[Dataset excerpts on object pointing]

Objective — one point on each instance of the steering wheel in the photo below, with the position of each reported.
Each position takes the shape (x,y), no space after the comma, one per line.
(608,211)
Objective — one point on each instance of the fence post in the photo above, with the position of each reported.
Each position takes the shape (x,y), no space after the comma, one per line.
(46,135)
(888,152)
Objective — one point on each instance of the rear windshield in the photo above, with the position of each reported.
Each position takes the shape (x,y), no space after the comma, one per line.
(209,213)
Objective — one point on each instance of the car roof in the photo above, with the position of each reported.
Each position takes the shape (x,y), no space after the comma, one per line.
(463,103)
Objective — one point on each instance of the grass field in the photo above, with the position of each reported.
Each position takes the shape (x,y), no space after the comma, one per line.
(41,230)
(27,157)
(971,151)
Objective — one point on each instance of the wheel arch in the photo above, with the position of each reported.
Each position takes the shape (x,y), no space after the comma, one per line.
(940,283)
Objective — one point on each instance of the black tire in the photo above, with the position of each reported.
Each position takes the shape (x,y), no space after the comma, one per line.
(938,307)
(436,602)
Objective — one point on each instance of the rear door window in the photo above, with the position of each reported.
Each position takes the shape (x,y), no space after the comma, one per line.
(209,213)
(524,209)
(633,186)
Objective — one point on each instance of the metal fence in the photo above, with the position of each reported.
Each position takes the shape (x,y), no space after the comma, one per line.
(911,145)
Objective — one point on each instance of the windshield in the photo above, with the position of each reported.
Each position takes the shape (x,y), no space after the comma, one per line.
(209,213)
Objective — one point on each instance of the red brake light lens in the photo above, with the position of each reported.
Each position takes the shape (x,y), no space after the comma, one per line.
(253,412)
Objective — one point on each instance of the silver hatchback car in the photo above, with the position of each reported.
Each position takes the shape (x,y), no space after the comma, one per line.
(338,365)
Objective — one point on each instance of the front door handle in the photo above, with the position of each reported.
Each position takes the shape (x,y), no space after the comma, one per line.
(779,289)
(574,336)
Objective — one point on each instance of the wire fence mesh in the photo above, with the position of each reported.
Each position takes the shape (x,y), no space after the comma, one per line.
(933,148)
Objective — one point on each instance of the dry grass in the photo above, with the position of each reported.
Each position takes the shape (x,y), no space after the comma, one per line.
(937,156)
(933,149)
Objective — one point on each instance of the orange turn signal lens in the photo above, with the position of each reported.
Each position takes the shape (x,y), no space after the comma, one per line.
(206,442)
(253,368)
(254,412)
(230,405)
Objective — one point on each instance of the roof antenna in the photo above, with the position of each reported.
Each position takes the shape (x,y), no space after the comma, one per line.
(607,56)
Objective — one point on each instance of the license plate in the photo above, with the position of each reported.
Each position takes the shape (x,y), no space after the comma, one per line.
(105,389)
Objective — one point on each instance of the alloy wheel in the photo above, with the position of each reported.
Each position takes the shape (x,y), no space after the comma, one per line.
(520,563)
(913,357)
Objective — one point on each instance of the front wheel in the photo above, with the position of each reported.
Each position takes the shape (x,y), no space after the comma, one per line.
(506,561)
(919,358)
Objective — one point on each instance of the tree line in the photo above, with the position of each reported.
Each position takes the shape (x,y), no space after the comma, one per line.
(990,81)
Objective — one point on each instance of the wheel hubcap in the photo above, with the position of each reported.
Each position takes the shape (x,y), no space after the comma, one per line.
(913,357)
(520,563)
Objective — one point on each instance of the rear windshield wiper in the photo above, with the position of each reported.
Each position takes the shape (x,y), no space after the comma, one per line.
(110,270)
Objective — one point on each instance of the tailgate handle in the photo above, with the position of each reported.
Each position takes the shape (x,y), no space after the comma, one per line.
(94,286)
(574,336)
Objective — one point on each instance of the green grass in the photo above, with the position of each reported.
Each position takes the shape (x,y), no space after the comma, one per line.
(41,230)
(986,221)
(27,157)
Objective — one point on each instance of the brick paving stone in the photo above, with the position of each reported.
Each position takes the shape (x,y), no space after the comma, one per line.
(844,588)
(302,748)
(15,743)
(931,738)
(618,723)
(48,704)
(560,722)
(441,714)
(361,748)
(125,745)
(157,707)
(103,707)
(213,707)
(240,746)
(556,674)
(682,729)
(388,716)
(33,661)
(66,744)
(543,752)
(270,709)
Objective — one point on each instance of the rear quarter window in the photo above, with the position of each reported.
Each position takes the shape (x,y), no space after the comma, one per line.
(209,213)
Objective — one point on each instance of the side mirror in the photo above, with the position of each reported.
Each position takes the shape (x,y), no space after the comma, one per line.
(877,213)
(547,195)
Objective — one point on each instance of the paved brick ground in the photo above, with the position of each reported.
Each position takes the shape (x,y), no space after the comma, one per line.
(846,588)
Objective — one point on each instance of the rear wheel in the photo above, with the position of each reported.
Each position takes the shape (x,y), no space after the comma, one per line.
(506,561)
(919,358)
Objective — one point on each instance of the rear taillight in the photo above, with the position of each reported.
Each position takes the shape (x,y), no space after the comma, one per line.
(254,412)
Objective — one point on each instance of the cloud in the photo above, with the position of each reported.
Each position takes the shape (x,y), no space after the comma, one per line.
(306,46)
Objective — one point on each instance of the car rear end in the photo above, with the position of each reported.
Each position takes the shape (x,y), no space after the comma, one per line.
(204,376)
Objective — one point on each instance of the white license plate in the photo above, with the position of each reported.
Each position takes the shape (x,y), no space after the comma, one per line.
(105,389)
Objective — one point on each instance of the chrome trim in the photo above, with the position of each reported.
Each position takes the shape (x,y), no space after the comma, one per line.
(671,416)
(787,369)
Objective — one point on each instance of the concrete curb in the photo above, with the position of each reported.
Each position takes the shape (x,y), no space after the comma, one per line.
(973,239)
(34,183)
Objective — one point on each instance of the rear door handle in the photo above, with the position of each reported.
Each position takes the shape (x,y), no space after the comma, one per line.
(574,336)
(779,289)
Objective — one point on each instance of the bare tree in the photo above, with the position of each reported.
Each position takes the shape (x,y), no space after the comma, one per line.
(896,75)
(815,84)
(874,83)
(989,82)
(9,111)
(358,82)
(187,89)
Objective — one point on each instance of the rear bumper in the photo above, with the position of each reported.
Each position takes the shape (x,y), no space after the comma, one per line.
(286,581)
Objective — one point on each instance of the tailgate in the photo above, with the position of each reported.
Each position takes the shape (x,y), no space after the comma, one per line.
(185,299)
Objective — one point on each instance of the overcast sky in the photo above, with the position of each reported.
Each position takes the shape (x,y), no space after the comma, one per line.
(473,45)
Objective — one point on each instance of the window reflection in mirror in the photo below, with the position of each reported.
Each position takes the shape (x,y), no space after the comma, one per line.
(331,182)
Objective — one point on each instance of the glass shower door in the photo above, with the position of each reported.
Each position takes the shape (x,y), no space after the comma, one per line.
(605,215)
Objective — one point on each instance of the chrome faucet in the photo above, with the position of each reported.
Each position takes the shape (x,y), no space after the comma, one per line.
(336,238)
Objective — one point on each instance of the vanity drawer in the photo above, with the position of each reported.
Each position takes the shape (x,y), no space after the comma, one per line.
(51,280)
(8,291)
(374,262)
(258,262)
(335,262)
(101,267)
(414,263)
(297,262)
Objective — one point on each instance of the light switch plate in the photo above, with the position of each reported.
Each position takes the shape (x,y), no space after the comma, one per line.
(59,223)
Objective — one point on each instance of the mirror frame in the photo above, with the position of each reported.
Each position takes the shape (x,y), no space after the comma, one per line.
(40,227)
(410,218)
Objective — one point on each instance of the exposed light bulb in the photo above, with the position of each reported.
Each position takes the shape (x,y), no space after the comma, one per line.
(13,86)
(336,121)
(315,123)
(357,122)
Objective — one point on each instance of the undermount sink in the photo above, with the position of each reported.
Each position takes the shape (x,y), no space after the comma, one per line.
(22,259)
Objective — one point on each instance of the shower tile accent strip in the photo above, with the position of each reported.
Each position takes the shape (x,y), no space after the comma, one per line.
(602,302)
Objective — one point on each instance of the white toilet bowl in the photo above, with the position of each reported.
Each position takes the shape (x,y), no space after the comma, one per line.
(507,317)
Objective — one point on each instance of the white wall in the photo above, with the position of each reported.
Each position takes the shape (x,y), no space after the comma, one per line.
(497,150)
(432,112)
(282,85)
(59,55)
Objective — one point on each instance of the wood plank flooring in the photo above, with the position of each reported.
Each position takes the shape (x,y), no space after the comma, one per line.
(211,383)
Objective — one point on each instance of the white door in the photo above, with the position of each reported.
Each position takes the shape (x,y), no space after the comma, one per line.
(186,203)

**SET TASK:**
Reproduce the closing lines of the records word for word, starting at the line that contains "Objective — one point on each instance of the white door" and running through the last line of the records.

**ANSWER FOR THE TASK:**
Objective — one point on each instance of the white door in the photo above, with the position of each reported.
Each position takes the shape (x,y), no space after the comma, one per line.
(186,203)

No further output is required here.